_TEXT TO READ:_
____________

The careful design pays off in the system noise temperature—a measure of how much random thermal and electronic noise contaminates the measurement. The prototype achieves noise temperatures ranging from 120 to 332 kelvin, depending on frequency. This variation creates a standing-wave pattern in the noise because the less-than-perfect impedance match between the receiver and antenna causes some noise to reflect back and interfere with itself. At the main resonance frequency where the boost factor peaks, thermal radiation from the room-temperature booster contributes about 40% of the total noise, with the rest coming from the amplifier chain.
An innovative feature of the data acquisition is "local oscillator hopping." Approximately once per second, the local oscillator frequency randomly shifts by about nine megahertz. This smears out any radio frequency interference in the digitized frequency range while leaving potential dark photon signals intact, since the data is realigned in the original radio frequency band before analysis. The technique effectively suppresses interference by about thirty decibels without requiring additional hardware.

____________

_CHALLENGE 1:_
Format the lines of the dataset excerpt as a numbered list, starting with its first line and going on through the line that contains "[[[87,86],[91,107],[107,108],[111,85]]]", with blank lines left out. Leave the pictures out of your answer.

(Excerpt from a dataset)

____________

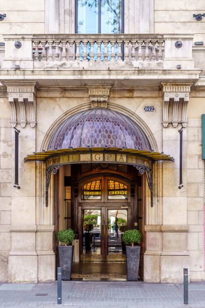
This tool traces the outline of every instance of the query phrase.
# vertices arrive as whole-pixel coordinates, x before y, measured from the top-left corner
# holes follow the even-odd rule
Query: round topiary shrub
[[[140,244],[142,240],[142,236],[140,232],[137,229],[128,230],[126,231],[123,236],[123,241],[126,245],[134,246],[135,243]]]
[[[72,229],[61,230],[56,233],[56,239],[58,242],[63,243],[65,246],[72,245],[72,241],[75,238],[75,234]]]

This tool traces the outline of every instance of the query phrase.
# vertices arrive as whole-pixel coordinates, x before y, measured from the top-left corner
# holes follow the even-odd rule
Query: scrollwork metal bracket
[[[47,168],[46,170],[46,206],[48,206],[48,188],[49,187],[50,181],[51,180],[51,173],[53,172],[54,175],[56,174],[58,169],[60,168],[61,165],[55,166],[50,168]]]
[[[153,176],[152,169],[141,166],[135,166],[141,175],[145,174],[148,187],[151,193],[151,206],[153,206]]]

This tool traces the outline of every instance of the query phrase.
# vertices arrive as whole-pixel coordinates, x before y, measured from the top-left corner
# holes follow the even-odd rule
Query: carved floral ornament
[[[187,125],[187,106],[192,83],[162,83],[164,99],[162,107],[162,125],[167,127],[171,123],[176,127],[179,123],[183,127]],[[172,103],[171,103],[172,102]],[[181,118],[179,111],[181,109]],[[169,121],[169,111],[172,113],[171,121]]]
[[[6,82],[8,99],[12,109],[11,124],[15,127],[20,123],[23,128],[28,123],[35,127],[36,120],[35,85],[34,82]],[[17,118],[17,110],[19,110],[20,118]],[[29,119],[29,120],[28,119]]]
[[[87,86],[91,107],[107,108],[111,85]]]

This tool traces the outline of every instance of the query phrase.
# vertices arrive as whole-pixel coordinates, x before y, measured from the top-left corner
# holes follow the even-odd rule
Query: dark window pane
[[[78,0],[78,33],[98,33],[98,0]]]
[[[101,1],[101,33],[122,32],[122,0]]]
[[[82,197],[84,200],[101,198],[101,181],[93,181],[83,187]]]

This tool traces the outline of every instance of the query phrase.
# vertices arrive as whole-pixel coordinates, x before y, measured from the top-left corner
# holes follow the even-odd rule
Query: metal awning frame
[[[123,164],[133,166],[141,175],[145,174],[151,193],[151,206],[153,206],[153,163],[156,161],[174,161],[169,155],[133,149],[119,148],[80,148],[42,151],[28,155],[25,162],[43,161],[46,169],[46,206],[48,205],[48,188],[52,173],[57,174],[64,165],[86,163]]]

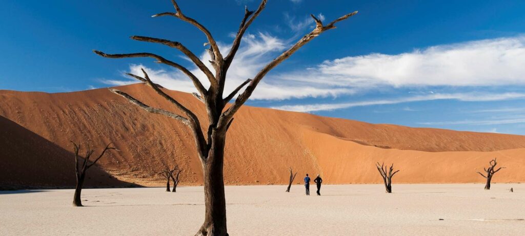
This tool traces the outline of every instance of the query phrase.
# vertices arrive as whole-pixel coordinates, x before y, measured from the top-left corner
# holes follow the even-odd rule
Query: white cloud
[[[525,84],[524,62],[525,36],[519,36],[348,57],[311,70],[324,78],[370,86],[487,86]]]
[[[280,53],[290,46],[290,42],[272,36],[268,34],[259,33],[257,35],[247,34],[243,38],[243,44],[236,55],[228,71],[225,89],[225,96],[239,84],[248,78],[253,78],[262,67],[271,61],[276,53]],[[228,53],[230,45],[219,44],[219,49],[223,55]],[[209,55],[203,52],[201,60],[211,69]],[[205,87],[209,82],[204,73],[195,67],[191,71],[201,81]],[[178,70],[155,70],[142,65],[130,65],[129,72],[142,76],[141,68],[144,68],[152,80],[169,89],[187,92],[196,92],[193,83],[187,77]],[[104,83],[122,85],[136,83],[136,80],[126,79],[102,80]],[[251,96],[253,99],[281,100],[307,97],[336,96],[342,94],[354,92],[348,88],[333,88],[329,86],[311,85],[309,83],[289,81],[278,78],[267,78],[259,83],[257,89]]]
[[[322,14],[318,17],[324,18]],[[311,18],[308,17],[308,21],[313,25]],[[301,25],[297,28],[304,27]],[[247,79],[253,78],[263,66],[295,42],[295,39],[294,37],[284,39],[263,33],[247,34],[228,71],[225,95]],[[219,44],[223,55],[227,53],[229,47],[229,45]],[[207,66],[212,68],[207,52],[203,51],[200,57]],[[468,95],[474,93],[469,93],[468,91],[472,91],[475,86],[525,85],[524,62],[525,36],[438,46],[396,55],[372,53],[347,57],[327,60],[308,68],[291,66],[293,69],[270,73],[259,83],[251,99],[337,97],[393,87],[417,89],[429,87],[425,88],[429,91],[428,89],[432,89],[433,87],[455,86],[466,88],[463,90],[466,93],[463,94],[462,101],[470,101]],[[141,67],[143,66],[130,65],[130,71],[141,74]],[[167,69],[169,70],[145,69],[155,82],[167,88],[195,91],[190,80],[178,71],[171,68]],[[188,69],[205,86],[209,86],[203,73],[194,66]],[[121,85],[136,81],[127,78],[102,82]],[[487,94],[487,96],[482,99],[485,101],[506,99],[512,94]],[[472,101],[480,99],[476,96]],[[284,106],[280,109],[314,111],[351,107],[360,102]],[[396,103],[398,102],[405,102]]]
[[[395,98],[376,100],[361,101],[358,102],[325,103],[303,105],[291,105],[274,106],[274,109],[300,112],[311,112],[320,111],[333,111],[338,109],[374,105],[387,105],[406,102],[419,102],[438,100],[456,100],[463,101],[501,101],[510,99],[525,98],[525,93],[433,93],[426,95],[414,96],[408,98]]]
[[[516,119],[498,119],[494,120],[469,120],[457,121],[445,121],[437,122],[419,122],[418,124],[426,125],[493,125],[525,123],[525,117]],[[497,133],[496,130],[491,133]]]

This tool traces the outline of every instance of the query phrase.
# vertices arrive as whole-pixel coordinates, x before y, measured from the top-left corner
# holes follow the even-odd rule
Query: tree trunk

____________

_CHALLENGE 2:_
According to the passage on receiver noise and data acquisition, by how much does local oscillator hopping suppress interference?

_EXERCISE OUTPUT 1:_
1. This tool traces the outline of every instance of the query phrase.
2. # vertices arrive as whole-pixel coordinates, x before y, measured from the top-left corner
3. # holes follow the even-odd rule
4. Query: round topiary shrub
5. [[[140,244],[142,240],[142,236],[140,232],[137,229],[128,230],[126,231],[123,236],[123,241],[126,245],[134,246],[135,243]]]
6. [[[72,229],[61,230],[56,233],[56,239],[58,242],[63,243],[65,246],[72,245],[72,241],[75,238],[75,234]]]
7. This tool traces the outline of every instance of the query phrase.
8. # vertices arrive as whole-pixel coordinates, x before y, measured from the top-left corner
9. # holes follow the even-odd rule
10. Query: scrollwork metal bracket
11. [[[47,168],[46,170],[46,206],[48,206],[48,188],[49,187],[50,181],[51,180],[51,173],[53,172],[54,175],[56,174],[58,169],[60,168],[61,165],[55,166],[50,168]]]
12. [[[153,176],[152,169],[141,166],[135,166],[141,175],[145,174],[148,187],[151,193],[151,206],[153,206]]]
13. This tool traces the outline of every instance of the query phrase.
14. # vertices arrive as whole-pixel coordinates, x before y, measured from the top-left corner
15. # holes follow the even-odd rule
16. Query: carved floral ornament
17. [[[187,125],[187,106],[192,83],[162,83],[164,99],[162,107],[162,125],[167,127],[171,123],[176,127],[179,123],[183,127]],[[172,103],[171,103],[172,102]],[[181,118],[179,111],[181,109]],[[169,121],[169,111],[172,113],[171,121]]]
18. [[[6,82],[8,99],[12,109],[11,124],[15,127],[20,123],[23,128],[28,123],[35,127],[36,120],[35,85],[34,82]],[[17,118],[17,110],[19,110],[20,118]],[[29,119],[29,120],[28,119]]]
19. [[[87,86],[91,107],[107,108],[111,85]]]

_EXERCISE OUTPUT 2:_
By about thirty decibels.